TASK: In the records below, find every line with the word "sign" and copy it.

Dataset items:
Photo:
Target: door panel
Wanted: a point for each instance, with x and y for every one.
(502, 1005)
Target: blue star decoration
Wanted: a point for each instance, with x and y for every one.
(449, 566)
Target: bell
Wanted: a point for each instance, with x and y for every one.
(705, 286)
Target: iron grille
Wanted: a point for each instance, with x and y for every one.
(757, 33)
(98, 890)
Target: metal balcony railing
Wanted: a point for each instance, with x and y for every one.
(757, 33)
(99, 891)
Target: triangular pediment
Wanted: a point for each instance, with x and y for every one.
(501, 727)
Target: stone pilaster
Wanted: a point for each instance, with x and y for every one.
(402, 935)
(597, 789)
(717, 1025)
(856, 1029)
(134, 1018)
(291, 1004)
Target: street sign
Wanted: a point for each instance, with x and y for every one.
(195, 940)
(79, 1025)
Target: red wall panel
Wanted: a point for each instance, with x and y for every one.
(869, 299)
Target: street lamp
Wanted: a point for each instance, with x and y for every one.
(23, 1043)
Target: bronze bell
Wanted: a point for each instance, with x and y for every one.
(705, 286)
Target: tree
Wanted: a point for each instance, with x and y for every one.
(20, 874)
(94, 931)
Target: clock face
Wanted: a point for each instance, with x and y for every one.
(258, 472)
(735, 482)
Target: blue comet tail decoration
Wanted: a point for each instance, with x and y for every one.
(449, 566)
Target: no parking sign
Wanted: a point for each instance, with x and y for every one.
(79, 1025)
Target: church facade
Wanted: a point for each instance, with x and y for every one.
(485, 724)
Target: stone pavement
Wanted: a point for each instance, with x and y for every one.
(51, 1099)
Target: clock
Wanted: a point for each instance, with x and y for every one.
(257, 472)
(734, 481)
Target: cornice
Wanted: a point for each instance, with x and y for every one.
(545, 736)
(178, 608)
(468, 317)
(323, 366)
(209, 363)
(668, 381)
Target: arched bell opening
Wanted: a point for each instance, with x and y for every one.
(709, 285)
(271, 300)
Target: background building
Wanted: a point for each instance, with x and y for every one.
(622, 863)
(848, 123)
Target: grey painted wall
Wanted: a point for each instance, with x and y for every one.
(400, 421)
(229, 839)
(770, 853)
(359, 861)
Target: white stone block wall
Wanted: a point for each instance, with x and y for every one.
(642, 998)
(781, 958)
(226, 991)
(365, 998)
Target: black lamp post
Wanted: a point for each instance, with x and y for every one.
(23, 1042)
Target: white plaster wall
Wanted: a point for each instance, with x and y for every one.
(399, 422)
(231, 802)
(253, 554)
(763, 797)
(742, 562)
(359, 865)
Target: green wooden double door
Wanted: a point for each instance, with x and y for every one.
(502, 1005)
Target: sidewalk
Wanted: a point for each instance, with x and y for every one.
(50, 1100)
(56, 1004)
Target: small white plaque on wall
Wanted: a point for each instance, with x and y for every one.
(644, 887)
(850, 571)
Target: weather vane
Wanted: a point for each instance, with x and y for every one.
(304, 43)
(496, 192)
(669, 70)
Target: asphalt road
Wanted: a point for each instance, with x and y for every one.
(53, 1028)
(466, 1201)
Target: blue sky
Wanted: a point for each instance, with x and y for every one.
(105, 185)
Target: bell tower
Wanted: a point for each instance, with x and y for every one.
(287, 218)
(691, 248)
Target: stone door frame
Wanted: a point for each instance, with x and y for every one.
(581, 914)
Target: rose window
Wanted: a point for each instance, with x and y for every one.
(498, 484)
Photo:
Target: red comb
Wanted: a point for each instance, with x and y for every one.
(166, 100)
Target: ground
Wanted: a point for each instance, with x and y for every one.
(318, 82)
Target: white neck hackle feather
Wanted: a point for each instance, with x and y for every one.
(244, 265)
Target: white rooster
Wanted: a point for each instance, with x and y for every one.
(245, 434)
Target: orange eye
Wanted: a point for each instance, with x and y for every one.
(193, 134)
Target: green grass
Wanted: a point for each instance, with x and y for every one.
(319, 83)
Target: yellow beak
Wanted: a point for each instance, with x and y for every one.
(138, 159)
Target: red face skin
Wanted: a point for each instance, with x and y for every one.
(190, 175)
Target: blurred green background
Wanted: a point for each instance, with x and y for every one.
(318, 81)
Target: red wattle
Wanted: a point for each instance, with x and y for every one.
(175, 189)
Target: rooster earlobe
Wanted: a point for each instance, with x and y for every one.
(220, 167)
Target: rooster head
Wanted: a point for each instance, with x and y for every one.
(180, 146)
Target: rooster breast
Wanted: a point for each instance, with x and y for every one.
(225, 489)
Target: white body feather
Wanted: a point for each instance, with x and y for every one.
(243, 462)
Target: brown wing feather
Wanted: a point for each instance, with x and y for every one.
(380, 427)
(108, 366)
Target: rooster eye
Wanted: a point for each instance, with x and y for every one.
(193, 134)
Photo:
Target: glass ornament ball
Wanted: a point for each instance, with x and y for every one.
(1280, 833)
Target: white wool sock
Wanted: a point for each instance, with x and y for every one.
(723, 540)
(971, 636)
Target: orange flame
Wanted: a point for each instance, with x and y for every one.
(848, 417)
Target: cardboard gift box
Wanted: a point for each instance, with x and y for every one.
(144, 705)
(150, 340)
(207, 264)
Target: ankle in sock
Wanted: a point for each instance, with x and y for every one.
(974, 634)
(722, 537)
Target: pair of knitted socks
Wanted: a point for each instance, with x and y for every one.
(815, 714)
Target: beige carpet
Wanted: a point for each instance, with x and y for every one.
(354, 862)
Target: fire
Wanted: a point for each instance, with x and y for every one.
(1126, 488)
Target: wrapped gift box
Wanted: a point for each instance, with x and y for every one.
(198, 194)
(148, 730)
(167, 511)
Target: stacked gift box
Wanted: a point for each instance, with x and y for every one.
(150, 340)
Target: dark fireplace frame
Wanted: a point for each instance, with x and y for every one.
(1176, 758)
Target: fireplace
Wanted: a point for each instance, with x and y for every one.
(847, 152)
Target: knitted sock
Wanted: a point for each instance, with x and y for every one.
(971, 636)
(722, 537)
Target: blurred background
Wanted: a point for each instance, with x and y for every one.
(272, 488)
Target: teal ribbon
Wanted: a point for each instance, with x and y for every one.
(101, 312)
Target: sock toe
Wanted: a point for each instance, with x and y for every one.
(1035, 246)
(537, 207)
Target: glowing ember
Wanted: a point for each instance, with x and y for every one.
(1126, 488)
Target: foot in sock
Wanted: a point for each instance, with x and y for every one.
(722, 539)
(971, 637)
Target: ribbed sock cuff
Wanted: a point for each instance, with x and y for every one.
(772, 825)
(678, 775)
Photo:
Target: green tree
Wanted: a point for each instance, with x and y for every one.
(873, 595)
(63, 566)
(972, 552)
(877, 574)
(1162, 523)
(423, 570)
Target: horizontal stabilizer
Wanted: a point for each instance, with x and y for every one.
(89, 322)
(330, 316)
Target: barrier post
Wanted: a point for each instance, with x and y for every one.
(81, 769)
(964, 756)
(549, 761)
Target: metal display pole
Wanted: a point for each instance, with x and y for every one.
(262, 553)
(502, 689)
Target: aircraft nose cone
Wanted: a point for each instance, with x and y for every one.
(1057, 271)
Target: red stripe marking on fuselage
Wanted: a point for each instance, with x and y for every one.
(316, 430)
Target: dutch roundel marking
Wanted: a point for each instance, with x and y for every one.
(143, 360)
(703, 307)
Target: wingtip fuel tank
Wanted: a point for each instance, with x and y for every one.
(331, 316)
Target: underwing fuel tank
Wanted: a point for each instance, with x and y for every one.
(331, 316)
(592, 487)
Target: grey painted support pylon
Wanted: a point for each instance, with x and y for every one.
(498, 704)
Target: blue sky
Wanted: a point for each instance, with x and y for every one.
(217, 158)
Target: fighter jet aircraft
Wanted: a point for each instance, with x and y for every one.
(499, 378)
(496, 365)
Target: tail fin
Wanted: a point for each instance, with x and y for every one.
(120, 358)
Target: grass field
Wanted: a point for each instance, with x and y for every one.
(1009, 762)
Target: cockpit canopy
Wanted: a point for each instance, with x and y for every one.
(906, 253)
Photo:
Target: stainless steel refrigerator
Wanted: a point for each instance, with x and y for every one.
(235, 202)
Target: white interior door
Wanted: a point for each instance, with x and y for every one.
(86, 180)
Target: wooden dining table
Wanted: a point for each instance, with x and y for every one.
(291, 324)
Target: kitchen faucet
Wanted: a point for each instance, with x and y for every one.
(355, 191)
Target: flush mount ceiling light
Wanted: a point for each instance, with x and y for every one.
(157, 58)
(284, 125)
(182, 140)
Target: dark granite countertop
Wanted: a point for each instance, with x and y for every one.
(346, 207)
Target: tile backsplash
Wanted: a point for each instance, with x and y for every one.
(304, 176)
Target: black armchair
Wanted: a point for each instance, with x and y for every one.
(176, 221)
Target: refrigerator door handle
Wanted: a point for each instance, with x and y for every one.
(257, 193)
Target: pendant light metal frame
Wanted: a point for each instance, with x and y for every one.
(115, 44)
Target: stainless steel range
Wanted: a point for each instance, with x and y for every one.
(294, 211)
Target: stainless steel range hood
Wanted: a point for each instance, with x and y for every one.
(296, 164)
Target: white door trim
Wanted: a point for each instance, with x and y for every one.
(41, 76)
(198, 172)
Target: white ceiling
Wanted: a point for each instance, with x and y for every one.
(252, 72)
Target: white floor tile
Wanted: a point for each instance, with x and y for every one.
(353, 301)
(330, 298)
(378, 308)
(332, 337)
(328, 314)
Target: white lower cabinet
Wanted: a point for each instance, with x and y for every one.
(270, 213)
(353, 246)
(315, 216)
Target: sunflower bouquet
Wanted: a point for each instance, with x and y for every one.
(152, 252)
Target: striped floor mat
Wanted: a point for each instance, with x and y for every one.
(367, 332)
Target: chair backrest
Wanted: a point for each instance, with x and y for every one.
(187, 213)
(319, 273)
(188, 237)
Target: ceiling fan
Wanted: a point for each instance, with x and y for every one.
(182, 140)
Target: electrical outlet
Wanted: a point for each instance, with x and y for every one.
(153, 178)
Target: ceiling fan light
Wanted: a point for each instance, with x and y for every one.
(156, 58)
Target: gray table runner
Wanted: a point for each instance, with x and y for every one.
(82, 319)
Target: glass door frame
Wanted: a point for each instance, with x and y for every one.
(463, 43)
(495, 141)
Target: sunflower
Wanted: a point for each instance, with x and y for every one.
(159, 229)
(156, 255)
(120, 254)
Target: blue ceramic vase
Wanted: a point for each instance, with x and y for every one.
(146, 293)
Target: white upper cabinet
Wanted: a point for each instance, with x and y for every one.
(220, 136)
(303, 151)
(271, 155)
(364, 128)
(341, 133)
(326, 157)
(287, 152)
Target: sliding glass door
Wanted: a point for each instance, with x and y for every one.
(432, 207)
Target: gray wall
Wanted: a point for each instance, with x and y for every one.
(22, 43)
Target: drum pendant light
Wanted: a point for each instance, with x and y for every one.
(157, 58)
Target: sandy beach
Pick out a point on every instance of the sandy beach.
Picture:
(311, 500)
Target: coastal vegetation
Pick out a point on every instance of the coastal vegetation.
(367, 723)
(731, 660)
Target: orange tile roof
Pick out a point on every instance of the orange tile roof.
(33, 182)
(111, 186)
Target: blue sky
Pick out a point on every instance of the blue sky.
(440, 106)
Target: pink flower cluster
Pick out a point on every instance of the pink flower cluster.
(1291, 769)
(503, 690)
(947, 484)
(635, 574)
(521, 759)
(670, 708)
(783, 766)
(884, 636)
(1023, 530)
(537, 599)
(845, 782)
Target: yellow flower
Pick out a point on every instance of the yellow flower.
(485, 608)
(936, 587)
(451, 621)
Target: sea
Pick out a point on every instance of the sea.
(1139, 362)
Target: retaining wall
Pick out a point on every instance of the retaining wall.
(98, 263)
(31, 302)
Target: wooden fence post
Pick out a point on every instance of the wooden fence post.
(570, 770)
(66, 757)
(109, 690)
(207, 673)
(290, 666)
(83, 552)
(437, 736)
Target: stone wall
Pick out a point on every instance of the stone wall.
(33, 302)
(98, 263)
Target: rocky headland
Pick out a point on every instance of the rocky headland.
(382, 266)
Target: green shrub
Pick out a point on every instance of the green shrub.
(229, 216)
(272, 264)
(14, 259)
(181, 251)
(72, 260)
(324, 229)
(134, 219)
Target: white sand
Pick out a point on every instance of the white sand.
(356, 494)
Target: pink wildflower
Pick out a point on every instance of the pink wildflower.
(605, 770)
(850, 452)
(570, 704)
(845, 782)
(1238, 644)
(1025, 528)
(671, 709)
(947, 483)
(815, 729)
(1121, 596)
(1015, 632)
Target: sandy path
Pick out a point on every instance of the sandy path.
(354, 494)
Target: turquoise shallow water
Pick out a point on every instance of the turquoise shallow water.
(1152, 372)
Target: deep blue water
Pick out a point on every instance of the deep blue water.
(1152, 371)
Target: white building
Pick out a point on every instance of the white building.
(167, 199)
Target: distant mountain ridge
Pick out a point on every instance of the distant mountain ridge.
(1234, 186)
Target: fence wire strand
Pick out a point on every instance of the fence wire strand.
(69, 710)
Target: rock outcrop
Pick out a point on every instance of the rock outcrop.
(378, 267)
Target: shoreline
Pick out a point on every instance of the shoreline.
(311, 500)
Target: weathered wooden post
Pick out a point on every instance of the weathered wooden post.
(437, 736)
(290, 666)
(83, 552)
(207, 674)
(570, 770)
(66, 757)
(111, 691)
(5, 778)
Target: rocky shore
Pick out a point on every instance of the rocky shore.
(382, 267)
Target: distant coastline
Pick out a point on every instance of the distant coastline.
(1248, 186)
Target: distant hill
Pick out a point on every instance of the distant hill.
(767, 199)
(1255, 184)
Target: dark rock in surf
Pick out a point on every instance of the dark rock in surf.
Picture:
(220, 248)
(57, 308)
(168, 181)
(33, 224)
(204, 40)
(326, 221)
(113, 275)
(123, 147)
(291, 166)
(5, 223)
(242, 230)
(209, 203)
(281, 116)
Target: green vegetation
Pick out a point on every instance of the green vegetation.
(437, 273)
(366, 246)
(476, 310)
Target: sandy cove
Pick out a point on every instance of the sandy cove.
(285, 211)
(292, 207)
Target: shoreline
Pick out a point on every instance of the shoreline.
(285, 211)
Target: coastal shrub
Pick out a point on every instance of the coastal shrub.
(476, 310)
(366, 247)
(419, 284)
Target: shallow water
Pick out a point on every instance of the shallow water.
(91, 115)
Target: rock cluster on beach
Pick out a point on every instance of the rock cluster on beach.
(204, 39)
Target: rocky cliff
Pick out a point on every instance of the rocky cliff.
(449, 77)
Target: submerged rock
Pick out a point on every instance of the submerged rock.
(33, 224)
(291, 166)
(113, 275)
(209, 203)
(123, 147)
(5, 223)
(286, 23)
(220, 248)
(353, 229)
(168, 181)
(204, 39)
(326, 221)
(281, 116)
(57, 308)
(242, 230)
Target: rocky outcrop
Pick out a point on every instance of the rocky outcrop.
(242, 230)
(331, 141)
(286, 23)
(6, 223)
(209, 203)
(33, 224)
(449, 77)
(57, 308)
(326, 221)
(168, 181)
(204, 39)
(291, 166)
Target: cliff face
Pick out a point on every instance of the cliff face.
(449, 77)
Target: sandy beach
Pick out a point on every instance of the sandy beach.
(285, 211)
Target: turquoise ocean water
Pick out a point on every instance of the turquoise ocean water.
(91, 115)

FINISHED TASK:
Target: street sign
Target: no parking sign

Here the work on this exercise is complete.